PASSAGE SHOWN:
7

I know that wget can fetch a remote page and its dependencies and rewrite the html so that image src attributes reference the newly downloaded images.

I am trying to convert local html files that reference images on the Internet. I'm using

wget --mirror --page-requisites --convert-links \
     --directory-prefix=foo \
     --force-html \
     --input-file=my_file.html

All of the referenced images are downloaded to the appropriate places in foo/ but the src attributes in my_file.html aren't being changed.

Kevin L.

COMPLETE THE FOLLOWING:
- A) In the wget post, where do the referenced images end up after the command runs?
- B) Copy the stretch of the wget post from "wget --mirror --page-requisites" through "aren't being changed.".

INFORMATION GIVEN:
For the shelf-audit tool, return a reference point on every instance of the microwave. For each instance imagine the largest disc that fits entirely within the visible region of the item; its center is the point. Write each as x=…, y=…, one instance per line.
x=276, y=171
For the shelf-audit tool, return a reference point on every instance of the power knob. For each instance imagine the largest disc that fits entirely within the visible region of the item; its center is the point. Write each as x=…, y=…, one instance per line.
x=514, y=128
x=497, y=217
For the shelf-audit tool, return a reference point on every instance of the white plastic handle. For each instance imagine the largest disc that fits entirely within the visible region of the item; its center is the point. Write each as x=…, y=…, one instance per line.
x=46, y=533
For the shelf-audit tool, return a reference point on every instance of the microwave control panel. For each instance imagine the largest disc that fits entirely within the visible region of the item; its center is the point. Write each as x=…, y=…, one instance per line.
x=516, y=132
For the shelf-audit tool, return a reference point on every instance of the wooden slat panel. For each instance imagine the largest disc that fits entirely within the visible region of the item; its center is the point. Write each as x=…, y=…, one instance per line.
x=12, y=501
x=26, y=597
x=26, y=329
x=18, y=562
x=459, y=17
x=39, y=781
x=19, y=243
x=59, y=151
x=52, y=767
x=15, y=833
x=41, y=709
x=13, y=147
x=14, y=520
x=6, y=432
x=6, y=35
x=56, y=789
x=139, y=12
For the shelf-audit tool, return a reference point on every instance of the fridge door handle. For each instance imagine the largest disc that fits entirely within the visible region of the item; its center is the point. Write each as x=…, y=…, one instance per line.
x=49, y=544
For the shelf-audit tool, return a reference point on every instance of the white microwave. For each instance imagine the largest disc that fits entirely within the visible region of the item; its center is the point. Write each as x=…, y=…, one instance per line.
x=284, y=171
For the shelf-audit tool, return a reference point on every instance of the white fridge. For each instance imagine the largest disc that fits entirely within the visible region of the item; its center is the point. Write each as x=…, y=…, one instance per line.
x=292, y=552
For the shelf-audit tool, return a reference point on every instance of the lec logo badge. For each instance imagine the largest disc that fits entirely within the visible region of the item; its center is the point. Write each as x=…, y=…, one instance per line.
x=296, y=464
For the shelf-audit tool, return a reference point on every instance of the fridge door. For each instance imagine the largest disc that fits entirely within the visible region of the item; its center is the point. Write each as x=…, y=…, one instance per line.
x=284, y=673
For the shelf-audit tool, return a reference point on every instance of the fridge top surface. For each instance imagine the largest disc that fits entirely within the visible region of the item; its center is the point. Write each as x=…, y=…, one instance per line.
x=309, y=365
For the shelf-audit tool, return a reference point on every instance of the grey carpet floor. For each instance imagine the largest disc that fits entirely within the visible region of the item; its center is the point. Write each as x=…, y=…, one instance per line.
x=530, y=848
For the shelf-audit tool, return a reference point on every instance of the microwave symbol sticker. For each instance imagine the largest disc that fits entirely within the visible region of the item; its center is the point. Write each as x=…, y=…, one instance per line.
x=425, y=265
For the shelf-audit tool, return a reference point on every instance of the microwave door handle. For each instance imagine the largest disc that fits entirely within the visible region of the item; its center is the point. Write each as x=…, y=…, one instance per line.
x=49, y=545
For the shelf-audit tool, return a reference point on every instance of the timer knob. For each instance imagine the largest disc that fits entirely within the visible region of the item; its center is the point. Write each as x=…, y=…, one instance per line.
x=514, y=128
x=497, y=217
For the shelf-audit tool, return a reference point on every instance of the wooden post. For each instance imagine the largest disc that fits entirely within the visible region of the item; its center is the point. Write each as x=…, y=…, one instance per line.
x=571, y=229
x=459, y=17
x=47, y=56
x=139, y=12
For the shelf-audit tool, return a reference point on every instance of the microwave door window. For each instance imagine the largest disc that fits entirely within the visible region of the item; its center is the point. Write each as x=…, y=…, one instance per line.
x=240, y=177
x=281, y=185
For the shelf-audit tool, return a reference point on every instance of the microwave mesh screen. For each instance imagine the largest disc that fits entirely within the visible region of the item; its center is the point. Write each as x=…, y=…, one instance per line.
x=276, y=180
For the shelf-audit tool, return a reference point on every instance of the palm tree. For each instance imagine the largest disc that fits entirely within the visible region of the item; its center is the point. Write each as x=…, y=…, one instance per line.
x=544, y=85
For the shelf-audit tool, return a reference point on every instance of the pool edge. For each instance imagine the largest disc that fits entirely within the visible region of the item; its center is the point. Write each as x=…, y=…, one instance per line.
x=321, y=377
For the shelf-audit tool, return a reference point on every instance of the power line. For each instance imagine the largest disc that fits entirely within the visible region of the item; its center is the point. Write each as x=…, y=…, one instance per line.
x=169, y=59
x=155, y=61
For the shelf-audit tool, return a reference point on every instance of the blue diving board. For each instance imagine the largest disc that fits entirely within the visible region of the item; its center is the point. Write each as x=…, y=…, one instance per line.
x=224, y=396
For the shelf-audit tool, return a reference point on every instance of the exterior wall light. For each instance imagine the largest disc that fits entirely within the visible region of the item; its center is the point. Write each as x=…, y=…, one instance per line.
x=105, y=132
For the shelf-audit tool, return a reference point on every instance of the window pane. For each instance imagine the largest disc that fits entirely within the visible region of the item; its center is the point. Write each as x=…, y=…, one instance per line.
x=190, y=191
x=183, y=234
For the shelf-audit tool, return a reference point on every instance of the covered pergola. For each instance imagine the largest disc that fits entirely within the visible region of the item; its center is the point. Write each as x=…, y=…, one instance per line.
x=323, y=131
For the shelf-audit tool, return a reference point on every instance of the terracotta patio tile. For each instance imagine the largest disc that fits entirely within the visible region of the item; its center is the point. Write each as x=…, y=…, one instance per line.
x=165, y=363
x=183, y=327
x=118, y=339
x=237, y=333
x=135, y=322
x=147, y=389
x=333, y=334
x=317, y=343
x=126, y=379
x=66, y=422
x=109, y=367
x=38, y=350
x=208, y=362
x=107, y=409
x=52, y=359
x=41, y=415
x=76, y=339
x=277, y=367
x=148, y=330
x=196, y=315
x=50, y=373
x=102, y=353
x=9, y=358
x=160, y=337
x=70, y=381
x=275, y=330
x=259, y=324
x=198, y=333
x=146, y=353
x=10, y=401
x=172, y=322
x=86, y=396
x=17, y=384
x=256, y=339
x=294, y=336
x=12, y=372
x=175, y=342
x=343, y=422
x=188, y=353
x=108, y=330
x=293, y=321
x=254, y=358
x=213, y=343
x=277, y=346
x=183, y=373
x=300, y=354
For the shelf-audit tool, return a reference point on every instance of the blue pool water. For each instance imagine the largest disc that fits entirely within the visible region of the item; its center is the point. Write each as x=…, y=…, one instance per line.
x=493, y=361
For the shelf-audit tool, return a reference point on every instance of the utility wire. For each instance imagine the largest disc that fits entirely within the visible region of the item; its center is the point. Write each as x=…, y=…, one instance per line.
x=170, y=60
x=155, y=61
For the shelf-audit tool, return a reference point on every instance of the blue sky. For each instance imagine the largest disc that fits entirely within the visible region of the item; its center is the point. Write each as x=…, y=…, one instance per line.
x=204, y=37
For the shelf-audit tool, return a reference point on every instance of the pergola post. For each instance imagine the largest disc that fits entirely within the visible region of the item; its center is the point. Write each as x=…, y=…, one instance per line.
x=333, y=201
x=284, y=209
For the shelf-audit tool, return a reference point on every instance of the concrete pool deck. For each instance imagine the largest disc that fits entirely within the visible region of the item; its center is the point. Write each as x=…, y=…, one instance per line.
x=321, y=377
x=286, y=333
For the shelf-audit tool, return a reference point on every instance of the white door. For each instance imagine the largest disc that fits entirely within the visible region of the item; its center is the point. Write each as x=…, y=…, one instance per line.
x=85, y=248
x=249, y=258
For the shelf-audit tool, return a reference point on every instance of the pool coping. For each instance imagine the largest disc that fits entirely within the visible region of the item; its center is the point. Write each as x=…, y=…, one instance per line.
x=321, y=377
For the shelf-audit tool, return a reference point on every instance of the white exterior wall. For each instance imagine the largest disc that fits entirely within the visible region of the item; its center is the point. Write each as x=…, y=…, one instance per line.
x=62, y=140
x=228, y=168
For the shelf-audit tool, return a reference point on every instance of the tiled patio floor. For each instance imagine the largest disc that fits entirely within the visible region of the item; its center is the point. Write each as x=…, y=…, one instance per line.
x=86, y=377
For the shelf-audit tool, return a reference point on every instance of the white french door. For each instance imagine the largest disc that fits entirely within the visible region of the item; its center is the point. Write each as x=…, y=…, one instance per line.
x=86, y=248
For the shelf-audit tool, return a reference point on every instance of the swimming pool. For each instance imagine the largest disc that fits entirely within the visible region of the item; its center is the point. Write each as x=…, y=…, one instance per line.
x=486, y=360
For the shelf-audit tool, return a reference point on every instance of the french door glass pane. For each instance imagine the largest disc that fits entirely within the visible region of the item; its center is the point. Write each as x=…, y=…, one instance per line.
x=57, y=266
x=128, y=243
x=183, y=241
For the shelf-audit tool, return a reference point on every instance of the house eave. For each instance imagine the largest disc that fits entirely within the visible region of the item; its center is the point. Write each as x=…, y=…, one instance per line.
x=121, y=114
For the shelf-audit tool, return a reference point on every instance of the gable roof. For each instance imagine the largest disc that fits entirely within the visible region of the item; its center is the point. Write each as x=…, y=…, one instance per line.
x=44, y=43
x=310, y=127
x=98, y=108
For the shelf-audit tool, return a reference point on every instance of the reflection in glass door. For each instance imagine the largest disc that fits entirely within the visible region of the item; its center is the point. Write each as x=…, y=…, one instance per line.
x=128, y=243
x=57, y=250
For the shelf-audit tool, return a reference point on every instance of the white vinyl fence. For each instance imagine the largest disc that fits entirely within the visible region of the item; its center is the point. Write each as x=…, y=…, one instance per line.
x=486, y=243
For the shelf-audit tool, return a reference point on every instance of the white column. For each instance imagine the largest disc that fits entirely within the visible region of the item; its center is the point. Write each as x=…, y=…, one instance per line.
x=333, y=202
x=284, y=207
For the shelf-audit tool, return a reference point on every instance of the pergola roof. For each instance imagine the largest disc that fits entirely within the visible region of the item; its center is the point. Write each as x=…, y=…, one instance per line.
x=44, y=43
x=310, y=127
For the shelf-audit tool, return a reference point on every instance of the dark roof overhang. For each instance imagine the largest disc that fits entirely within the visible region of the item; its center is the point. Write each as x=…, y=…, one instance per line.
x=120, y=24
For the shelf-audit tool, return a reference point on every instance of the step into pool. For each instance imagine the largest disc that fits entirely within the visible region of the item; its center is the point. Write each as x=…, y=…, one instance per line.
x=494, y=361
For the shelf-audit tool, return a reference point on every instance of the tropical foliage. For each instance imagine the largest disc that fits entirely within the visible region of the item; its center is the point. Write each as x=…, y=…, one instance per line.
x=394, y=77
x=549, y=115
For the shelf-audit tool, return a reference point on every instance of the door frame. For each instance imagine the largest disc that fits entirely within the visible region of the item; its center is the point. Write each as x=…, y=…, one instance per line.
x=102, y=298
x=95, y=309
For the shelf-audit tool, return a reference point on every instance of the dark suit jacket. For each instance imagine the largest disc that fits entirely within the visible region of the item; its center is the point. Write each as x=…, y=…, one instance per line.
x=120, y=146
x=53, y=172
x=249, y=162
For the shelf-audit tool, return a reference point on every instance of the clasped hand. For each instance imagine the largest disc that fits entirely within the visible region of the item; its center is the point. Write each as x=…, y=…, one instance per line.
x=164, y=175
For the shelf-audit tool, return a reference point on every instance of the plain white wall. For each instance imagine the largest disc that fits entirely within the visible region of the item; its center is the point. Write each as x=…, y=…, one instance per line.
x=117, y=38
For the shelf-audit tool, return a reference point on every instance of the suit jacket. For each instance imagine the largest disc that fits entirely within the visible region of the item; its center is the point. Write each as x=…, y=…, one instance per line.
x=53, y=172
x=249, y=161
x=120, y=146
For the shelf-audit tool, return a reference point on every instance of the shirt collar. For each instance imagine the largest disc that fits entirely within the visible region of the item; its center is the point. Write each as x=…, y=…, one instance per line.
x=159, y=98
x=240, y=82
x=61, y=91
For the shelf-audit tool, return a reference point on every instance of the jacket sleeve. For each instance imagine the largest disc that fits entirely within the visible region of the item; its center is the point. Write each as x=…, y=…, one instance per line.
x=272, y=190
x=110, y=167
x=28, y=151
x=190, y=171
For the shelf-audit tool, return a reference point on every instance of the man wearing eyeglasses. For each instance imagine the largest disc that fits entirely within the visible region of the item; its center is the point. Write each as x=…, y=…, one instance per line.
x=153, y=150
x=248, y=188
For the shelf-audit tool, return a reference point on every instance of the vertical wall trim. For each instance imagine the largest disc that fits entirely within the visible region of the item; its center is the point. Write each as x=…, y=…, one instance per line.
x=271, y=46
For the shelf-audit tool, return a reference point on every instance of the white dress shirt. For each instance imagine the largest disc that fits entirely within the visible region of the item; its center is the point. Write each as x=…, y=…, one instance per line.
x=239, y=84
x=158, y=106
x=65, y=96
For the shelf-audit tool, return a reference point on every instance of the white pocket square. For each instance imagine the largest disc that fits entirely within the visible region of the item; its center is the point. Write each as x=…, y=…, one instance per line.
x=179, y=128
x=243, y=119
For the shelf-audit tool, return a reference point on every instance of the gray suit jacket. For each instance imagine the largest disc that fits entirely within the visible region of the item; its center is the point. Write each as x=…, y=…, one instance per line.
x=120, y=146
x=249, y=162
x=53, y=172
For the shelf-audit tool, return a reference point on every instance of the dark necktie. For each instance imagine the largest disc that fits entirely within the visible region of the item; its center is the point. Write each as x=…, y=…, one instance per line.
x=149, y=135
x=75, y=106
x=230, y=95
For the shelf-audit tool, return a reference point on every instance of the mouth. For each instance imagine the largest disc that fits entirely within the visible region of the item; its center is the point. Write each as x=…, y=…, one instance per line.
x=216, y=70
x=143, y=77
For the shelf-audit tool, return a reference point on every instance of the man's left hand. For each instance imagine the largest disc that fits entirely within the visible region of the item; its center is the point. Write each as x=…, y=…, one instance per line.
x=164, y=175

THE SOLUTIONS:
- A) In the appropriate places in foo/.

- B)
wget --mirror --page-requisites --convert-links \
     --directory-prefix=foo \
     --force-html \
     --input-file=my_file.html

All of the referenced images are downloaded to the appropriate places in foo/ but the src attributes in my_file.html aren't being changed.